### Excerpt to read
--- --- ---

Gamma-ray burst measurements might expose a flaw in high-energy radiation theory

June 3, 2021
Artist impression of a relativistic jet of a gamma-ray burst, breaking out of a collapsing star and emitting very-high-energy photons. (DESY, Science Communication Lab)

Artist impression of a relativistic jet of a gamma-ray burst, breaking out of a collapsing star and emitting very-high-energy photons. (DESY, Science Communication Lab)

In 2019, astronomers detected one of the most energetically extreme cosmological events ever observed: a faraway exploding star that produced jets of radiation in a gamma-ray burst. A new analysis of the event has raised questions about prevailing theories on gamma-ray bursts and other violent occurrences in the universe.

An international collaboration of 240 scientists found that in the hours following the initial detection of the burst, very-high-energy gamma rays were observed for much longer than expected, according to a study being published Friday in Science.

According to the paper, the observations cast doubt on current emission models of gamma-ray burst "afterglows," and the authors suggest potential changes to assumptions that they say are inconsistent with the findings.

"It puts in jeopardy some of the well-established theory, basically, based on new high-resolution observations that we didn't have before," said Fabian Schüssler, a lead author of the new paper and an astrophysics researcher at the Institute of Research into the Fundamental Laws of the Universe, which is part of a French government research organization.

--- --- ---

### Records provided
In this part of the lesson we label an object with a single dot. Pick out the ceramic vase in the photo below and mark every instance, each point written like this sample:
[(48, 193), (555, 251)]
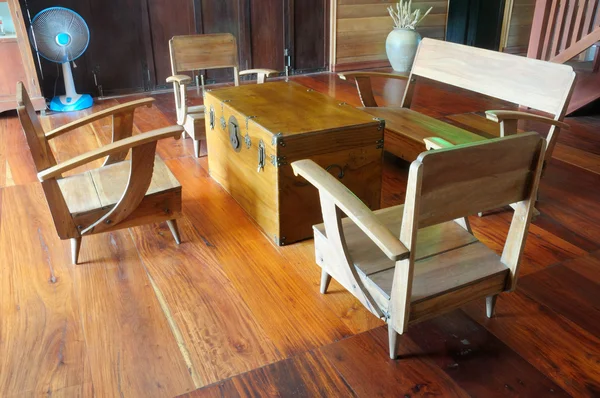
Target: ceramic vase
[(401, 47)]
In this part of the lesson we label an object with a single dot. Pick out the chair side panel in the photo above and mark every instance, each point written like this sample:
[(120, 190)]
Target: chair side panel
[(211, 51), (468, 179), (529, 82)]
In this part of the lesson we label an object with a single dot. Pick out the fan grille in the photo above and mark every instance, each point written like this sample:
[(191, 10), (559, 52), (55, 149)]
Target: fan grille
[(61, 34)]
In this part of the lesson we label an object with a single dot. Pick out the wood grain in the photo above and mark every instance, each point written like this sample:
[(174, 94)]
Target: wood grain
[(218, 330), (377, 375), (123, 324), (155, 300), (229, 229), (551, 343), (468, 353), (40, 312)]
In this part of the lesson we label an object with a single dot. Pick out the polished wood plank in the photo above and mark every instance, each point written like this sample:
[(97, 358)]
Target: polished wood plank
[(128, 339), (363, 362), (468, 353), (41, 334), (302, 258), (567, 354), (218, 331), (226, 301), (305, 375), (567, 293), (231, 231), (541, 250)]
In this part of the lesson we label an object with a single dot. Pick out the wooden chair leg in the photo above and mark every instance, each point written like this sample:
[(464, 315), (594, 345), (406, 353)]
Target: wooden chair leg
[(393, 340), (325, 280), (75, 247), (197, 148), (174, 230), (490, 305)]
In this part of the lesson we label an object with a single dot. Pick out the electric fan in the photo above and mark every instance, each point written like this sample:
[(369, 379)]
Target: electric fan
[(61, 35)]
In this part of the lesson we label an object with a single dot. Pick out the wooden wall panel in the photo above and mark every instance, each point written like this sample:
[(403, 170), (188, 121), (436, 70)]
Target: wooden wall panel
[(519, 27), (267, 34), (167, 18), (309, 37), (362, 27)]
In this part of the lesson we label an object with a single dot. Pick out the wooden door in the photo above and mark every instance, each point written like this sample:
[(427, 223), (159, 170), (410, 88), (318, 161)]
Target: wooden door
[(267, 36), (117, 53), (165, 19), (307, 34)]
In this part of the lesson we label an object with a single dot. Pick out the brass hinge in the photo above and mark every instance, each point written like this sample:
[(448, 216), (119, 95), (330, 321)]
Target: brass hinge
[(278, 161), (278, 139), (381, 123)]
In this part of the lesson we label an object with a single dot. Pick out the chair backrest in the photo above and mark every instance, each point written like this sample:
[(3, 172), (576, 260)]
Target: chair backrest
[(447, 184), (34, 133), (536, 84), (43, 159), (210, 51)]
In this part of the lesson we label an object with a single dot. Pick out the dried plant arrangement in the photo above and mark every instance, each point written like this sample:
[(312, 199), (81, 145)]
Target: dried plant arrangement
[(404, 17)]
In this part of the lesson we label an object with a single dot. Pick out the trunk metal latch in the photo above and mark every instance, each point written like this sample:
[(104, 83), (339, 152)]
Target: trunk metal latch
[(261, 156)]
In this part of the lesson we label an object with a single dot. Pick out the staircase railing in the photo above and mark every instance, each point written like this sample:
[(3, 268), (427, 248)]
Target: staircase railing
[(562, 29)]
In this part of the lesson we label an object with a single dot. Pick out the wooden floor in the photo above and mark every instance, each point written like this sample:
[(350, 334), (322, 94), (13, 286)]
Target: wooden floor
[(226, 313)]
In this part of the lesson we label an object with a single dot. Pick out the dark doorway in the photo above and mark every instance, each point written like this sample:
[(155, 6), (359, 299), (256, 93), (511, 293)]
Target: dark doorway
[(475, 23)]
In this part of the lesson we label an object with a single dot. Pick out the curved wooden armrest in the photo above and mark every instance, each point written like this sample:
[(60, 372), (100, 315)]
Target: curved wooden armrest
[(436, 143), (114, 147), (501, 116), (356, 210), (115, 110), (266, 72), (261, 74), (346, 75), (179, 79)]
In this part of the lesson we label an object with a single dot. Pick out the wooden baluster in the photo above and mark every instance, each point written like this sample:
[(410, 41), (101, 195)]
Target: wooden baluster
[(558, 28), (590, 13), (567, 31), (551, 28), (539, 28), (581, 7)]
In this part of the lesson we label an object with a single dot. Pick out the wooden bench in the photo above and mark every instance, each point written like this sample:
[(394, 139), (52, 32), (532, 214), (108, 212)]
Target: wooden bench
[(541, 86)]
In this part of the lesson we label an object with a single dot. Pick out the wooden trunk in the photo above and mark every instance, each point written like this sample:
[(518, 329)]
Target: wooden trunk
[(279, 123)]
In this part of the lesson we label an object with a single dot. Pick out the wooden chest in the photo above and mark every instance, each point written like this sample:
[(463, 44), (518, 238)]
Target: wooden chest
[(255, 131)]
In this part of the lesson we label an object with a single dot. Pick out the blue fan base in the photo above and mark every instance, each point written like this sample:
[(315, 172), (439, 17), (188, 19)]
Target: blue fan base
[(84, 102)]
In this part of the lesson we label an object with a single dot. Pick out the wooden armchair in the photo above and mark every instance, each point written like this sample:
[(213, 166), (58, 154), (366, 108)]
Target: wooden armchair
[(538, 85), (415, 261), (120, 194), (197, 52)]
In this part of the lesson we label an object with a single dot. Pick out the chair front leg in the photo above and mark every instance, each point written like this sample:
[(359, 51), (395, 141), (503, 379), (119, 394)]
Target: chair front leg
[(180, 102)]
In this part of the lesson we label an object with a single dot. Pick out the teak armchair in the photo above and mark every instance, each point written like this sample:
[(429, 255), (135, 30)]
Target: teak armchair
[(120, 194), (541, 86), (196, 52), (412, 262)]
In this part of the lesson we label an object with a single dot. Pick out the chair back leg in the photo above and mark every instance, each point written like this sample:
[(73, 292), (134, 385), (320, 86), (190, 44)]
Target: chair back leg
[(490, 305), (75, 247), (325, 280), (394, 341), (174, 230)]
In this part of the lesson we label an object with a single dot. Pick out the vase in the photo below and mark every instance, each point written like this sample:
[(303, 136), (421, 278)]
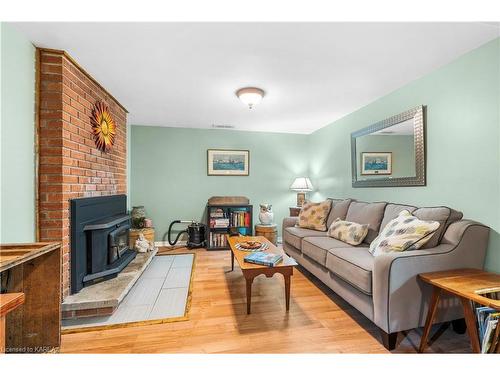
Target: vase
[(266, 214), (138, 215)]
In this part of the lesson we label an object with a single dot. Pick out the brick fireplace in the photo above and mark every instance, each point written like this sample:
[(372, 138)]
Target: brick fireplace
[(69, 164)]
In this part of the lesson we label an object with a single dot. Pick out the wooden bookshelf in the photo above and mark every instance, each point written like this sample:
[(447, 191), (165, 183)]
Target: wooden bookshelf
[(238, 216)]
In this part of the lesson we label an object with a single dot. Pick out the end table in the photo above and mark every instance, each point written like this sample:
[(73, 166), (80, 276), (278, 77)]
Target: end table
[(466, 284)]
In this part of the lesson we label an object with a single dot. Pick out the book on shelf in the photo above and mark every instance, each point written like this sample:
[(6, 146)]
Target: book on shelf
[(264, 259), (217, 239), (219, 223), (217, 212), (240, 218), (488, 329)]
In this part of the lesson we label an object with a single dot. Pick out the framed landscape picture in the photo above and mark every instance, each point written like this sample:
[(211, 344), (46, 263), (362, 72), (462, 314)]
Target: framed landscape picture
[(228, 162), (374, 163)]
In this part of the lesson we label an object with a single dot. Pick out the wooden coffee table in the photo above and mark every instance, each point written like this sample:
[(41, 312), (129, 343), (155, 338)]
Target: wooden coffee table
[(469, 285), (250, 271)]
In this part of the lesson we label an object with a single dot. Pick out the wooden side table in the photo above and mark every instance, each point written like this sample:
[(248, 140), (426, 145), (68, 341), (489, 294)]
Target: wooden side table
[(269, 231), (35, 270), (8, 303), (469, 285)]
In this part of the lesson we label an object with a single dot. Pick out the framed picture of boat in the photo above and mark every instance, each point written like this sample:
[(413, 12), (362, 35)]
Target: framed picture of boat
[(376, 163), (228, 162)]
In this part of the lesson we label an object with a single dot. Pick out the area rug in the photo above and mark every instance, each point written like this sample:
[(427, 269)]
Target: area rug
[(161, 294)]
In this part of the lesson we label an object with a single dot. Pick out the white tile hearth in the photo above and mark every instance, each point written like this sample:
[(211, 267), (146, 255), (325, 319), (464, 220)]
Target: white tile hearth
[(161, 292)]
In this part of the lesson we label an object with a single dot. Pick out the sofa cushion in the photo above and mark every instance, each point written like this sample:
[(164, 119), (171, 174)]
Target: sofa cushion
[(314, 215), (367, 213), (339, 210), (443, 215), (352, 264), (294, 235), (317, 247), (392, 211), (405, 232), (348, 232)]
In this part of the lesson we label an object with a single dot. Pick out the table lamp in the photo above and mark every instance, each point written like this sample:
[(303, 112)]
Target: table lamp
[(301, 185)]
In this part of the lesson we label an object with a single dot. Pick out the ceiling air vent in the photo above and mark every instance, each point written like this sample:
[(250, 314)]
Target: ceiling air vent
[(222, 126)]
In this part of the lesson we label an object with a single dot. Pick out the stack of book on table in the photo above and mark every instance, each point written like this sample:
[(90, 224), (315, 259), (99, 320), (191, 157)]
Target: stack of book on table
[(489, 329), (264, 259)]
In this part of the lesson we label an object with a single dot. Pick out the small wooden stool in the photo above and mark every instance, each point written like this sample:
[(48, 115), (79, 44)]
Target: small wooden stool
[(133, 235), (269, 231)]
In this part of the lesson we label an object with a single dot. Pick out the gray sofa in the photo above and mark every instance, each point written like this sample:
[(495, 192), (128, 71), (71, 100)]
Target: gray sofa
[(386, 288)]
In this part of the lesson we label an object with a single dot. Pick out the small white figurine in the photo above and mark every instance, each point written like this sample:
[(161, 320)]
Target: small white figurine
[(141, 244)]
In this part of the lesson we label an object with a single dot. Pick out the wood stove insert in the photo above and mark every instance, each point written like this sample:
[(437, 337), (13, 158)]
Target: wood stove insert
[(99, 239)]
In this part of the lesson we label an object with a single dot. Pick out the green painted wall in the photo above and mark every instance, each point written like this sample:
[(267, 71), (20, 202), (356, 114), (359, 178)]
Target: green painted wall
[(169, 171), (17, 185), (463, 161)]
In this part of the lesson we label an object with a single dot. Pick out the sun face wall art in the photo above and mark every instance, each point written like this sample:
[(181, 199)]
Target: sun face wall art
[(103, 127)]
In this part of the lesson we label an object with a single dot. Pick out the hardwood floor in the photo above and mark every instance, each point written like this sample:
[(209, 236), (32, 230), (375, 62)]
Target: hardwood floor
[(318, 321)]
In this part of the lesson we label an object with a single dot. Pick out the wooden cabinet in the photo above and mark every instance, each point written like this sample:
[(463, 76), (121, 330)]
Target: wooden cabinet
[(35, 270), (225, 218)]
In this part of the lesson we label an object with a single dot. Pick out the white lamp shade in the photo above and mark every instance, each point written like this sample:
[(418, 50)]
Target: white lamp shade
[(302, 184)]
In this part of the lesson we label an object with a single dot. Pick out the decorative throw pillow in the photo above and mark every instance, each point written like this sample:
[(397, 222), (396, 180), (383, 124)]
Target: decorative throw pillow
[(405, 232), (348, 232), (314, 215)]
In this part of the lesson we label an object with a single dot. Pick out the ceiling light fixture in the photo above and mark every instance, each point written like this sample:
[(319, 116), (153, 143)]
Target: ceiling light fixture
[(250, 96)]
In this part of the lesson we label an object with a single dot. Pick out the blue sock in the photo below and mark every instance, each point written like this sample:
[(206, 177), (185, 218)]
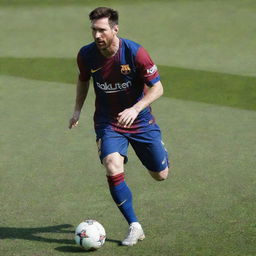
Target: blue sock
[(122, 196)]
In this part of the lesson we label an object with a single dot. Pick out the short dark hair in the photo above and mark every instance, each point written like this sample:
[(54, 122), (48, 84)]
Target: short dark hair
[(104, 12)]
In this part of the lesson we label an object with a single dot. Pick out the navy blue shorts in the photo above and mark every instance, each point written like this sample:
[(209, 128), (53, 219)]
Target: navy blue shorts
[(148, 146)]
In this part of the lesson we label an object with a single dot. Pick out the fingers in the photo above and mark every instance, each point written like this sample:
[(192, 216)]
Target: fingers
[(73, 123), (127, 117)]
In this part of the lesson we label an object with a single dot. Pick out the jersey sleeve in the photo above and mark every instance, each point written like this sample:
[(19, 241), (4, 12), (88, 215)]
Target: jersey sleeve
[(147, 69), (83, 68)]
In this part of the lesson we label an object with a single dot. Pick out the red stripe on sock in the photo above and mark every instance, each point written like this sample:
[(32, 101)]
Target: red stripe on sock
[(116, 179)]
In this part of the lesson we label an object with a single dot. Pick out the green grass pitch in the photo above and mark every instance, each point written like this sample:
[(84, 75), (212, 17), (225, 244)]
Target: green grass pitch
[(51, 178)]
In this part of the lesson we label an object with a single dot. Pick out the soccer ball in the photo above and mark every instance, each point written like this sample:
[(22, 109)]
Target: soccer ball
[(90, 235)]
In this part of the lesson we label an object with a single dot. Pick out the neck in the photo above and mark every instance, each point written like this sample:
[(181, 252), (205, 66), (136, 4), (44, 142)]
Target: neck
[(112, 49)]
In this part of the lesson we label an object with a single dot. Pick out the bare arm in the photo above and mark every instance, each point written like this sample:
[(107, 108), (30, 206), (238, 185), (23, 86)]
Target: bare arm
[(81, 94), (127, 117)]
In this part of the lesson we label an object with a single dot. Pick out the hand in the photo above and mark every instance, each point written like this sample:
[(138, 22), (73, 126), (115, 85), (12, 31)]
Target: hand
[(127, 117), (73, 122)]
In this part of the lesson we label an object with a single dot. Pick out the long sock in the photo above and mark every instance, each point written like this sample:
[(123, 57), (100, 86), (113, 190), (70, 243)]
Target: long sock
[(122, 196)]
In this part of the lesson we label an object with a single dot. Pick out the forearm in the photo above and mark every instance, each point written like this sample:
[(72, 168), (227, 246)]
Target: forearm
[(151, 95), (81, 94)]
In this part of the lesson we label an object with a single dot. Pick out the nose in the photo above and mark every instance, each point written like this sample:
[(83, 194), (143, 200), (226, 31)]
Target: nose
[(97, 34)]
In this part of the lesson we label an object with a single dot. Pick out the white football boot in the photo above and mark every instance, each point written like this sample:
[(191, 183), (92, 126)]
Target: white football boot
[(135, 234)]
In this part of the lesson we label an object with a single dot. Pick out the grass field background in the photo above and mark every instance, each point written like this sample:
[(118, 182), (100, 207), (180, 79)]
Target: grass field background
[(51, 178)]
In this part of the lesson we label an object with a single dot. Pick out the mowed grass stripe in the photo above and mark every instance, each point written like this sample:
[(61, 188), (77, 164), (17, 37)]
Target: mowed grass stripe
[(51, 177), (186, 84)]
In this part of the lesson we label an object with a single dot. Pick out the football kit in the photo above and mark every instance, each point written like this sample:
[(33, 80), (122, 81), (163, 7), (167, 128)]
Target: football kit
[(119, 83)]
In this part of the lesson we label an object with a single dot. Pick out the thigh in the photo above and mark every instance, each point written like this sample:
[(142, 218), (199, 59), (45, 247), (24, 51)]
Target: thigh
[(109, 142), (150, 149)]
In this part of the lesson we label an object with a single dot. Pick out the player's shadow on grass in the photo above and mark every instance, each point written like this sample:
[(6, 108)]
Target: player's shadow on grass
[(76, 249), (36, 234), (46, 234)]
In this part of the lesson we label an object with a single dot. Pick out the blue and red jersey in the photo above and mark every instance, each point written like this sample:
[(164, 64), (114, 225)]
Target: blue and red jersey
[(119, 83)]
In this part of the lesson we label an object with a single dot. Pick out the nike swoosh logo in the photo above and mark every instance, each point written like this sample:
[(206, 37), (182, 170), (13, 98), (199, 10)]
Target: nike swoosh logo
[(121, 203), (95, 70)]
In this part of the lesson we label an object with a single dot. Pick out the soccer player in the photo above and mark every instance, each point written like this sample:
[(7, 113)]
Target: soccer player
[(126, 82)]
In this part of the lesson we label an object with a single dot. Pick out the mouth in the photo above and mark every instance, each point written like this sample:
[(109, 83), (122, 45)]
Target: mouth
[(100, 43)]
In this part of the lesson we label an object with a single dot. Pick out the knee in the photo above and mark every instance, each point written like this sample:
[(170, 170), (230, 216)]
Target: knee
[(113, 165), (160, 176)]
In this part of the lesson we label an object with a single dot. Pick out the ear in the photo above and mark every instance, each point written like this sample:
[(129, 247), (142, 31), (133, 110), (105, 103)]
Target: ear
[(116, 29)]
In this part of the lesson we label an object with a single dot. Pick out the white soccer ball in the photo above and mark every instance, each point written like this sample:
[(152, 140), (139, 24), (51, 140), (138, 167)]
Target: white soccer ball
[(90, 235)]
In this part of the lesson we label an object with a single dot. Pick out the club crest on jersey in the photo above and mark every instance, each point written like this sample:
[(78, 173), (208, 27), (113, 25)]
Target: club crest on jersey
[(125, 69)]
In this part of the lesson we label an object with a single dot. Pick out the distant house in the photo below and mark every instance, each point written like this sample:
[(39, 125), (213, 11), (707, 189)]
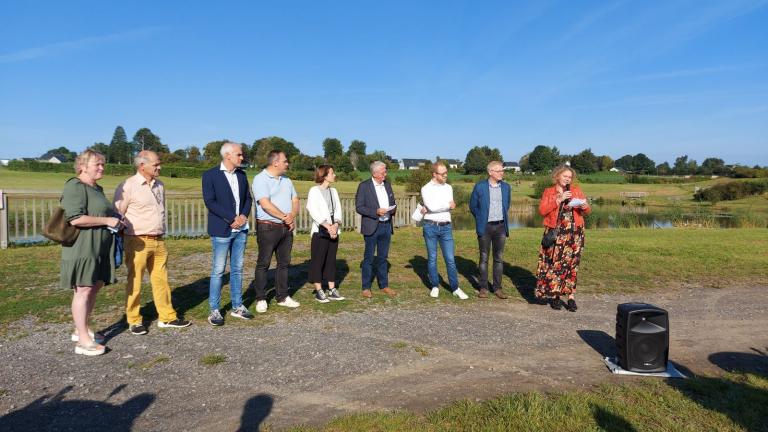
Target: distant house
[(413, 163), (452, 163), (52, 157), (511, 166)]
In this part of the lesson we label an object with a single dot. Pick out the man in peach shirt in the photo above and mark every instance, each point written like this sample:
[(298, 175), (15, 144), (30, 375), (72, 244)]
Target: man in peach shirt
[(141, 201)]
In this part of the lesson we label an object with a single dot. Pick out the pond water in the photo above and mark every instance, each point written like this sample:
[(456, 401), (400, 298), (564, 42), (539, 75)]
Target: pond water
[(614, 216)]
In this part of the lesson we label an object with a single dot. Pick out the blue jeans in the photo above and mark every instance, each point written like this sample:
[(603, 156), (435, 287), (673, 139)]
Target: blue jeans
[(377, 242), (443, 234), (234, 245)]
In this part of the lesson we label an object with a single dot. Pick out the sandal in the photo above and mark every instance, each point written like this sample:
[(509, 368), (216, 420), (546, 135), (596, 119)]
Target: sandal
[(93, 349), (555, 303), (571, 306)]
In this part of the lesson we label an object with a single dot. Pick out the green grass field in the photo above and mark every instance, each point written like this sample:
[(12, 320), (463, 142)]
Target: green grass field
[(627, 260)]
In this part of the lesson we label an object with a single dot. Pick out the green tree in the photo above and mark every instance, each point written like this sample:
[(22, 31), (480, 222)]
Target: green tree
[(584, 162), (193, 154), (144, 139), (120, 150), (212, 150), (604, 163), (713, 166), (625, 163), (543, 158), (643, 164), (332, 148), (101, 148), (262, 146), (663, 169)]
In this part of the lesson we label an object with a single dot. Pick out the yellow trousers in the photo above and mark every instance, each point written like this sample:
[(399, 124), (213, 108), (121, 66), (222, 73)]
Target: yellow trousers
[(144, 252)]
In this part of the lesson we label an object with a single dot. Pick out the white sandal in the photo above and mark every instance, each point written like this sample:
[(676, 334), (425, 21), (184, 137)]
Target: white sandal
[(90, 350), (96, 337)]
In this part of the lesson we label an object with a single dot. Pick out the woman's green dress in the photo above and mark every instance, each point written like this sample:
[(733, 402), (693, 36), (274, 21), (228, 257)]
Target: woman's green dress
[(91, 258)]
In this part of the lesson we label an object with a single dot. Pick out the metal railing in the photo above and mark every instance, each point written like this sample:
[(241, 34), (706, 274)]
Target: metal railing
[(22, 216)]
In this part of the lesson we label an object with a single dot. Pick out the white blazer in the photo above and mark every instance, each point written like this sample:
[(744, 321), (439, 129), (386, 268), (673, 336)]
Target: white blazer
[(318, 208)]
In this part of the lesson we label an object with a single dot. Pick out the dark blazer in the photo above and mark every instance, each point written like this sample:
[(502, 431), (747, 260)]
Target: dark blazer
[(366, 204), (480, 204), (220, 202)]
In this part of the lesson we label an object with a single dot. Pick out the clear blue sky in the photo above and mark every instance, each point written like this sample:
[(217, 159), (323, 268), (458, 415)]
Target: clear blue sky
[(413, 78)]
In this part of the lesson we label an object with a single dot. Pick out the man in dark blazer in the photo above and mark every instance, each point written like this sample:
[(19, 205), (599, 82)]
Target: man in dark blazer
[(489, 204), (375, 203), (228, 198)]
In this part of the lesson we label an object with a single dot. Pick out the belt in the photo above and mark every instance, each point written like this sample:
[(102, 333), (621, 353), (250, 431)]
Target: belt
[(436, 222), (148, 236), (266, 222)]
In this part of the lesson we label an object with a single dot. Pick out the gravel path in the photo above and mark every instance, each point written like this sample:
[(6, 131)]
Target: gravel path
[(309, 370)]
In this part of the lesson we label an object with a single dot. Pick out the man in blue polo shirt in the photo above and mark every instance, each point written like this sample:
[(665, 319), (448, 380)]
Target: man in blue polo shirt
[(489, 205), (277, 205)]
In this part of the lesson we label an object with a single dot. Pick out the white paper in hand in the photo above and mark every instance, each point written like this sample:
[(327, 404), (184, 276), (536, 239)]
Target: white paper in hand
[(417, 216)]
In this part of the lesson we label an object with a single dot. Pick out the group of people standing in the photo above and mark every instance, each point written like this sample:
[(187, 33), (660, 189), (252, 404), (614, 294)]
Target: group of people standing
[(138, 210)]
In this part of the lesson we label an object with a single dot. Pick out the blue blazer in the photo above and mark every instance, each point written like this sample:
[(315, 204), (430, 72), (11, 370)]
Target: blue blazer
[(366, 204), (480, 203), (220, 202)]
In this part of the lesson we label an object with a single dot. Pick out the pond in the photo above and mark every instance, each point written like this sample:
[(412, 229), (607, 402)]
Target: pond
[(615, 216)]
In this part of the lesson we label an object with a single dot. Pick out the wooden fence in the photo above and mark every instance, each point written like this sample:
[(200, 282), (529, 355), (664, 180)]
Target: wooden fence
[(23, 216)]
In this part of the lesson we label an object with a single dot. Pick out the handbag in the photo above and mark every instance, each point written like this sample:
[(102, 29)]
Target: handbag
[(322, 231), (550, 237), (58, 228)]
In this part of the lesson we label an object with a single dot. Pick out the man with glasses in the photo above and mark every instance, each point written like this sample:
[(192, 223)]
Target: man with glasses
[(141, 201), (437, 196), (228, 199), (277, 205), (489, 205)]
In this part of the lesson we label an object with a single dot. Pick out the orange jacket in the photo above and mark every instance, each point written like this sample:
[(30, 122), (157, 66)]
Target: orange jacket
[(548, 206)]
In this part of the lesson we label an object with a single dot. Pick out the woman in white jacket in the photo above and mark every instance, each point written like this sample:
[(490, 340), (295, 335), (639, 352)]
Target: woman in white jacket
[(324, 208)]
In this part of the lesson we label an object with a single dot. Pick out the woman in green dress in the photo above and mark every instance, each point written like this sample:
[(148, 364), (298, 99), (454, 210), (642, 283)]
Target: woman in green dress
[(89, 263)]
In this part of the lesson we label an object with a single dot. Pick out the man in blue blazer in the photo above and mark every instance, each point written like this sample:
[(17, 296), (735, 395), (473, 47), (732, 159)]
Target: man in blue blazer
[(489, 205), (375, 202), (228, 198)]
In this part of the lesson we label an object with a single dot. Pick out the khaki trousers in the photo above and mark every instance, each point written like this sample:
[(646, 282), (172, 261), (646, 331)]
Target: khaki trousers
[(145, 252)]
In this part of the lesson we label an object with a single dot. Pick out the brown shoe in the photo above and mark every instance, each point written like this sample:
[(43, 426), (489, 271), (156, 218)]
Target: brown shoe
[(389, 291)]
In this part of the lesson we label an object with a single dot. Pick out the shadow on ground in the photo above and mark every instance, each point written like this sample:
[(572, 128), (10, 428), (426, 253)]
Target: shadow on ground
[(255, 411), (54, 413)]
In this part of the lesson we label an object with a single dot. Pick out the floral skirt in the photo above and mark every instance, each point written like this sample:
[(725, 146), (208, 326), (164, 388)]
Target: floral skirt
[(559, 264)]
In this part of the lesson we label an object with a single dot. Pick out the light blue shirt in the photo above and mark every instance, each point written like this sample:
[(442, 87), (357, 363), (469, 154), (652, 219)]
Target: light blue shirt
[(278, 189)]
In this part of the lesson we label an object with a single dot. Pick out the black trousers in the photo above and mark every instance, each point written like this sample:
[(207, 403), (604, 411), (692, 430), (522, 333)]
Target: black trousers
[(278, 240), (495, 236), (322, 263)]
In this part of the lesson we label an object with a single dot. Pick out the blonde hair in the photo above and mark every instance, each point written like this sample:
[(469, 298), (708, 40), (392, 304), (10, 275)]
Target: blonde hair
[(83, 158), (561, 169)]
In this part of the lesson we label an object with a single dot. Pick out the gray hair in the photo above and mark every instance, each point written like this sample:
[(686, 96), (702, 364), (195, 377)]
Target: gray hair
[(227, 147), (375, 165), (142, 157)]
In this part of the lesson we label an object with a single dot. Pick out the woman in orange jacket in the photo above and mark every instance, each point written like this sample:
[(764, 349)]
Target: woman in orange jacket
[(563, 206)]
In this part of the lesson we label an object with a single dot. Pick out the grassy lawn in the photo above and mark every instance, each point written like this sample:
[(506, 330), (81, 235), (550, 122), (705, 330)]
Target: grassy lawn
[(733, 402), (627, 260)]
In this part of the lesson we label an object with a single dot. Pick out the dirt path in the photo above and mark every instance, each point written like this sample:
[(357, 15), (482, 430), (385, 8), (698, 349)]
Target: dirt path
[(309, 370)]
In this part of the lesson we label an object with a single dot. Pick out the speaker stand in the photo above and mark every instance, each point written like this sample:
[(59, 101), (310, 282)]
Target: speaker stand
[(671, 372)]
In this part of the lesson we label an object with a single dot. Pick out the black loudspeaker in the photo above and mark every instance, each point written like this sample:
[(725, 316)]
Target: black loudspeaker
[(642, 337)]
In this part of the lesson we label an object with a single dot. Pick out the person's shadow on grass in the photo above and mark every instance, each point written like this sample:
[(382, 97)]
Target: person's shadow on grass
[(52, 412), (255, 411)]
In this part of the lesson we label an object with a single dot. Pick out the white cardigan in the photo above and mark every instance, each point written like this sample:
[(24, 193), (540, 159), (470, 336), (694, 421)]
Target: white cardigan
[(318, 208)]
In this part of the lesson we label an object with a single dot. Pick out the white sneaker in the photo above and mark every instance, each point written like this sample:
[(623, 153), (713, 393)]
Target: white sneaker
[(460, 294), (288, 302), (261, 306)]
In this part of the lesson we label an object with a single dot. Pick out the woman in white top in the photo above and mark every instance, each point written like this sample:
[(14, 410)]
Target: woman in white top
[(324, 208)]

--- --- ---

### Job
Reproduce the gamma-ray burst article in full, word for word. Work only from the gamma-ray burst article and leave the data aside.

### Response to the exercise
Gamma-ray burst measurements might expose a flaw in high-energy radiation theory

June 3, 2021
Artist impression of a relativistic jet of a gamma-ray burst, breaking out of a collapsing star and emitting very-high-energy photons. (DESY, Science Communication Lab)

Artist impression of a relativistic jet of a gamma-ray burst, breaking out of a collapsing star and emitting very-high-energy photons. (DESY, Science Communication Lab)

In 2019, astronomers detected one of the most energetically extreme cosmological events ever observed: a faraway exploding star that produced jets of radiation in a gamma-ray burst. A new analysis of the event has raised questions about prevailing theories on gamma-ray bursts and other violent occurrences in the universe.

An international collaboration of 240 scientists found that in the hours following the initial detection of the burst, very-high-energy gamma rays were observed for much longer than expected, according to a study being published Friday in Science.

According to the paper, the observations cast doubt on current emission models of gamma-ray burst "afterglows," and the authors suggest potential changes to assumptions that they say are inconsistent with the findings.

"It puts in jeopardy some of the well-established theory, basically, based on new high-resolution observations that we didn't have before," said Fabian Schüssler, a lead author of the new paper and an astrophysics researcher at the Institute of Research into the Fundamental Laws of the Universe, which is part of a French government research organization.